Selected excerpt ▸
##########

Why you should listen
David Autor, one of the leading labor economists in the world and a member of the American Academy of Arts and Sciences, is Ford Professor of Economics and associate department head of the Massachusetts Institute of Technology Department of Economics. He is also Faculty Research Associate of the National Bureau of Economic Research, Research Affiliate of the Abdul Jameel Latin Poverty Action Lab, Co-director of the MIT School Effectiveness and Inequality Initiative, Director of the NBER Disability Research Center and former editor in chief of the Journal of Economic Perspectives. He is an elected officer of the American Economic Association and the Society of Labor Economists and a fellow of the Econometric Society.
Autor's work focuses on earnings inequality, employment and feedback between labor market opportunities, household structure and the social/intellectual development of children. He has published extensively in many major academic journals in economics. His best known research formally models and empirically analyzes how computerization substitutes for and complements human labor; asks how the rapid rise of import competition from China has reshaped U.S. manufacturing, upending the conventional economic wisdom that free trade is a free lunch; explores how the economic pressures of globalization are reshaping U.S. electoral politics; and conducts large-scale randomized experiments that test whether generous financial aid grants improve the odds of college completion and long-run economic security of students from low income families.

##########

(Dataset excerpts)
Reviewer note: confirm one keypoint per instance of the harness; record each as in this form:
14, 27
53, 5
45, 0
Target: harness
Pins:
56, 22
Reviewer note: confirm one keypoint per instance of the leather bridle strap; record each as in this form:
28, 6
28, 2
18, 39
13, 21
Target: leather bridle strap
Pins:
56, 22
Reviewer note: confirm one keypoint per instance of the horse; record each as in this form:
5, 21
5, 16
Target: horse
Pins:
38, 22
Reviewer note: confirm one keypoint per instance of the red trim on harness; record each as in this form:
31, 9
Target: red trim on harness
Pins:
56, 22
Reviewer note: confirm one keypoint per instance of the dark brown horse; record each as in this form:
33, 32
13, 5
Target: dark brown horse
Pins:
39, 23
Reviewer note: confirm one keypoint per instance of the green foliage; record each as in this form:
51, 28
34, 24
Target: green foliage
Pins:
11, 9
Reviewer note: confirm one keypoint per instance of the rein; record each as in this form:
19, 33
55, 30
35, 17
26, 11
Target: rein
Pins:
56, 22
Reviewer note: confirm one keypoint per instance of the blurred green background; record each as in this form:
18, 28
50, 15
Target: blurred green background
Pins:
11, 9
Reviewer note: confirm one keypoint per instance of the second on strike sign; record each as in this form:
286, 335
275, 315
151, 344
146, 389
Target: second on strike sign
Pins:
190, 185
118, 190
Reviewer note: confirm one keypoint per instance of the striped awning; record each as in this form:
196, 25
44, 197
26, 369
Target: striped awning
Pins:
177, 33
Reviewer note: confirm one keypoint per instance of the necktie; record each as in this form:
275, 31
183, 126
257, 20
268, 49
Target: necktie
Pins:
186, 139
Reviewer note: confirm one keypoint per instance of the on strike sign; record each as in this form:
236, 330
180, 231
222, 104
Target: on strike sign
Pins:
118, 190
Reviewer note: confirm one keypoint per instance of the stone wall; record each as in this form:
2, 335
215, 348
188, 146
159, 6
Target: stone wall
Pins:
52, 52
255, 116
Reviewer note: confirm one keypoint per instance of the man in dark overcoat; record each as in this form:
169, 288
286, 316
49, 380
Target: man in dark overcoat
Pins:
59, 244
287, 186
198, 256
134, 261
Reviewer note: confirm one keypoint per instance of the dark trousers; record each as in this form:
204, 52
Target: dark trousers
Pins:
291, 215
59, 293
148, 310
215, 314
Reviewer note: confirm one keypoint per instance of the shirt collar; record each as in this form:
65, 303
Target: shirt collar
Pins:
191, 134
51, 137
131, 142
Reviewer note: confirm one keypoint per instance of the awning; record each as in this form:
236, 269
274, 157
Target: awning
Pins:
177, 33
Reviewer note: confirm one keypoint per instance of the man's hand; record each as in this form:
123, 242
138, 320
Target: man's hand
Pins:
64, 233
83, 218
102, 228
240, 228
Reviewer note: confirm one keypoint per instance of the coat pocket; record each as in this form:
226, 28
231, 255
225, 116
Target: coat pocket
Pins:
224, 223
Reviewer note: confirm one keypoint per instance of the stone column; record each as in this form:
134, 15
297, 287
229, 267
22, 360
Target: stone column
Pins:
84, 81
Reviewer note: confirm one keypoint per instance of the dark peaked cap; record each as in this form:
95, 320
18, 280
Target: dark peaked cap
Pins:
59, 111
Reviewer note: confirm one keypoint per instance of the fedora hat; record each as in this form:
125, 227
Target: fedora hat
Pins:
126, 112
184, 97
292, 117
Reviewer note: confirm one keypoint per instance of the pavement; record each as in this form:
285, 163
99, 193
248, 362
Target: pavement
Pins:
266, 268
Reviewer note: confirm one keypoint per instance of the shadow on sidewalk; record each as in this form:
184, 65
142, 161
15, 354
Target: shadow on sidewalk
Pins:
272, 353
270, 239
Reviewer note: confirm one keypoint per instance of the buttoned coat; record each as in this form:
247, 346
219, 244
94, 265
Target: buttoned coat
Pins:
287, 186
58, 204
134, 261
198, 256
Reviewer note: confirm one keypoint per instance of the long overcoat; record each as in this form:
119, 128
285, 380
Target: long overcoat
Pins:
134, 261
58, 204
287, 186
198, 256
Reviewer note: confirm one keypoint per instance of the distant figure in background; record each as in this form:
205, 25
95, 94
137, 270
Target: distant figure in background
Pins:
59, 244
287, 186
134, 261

##########

Work to complete ▸
a) According to the David Autor profile, which two organizations has he been elected an officer of?
b) Please pick up the David Autor profile after its final sentence and keep writing it.
None of the data is needed for this work.

Expected responses ▸
a) The American Economic Association and the Society of Labor Economists.

b)
Autor has received a number of prestigious prizes, the Alfred P. Sloan Foundation Fellowship, the National Science Foundation Career award, and the Sherwin Rosen Prize for outstanding contributions in the field of Labor Economics, and the John T. Dunlop Outstanding Scholar Award in 2006 given by the Labor and Employment Relations Association, to name just a few. His teaching has earned several awards, including MIT’s James A. and Ruth Levitan Award for excellence in teaching, the Undergraduate Economic Association Teaching Award, and the Technology and Public Policy Program’s Best Professor Award.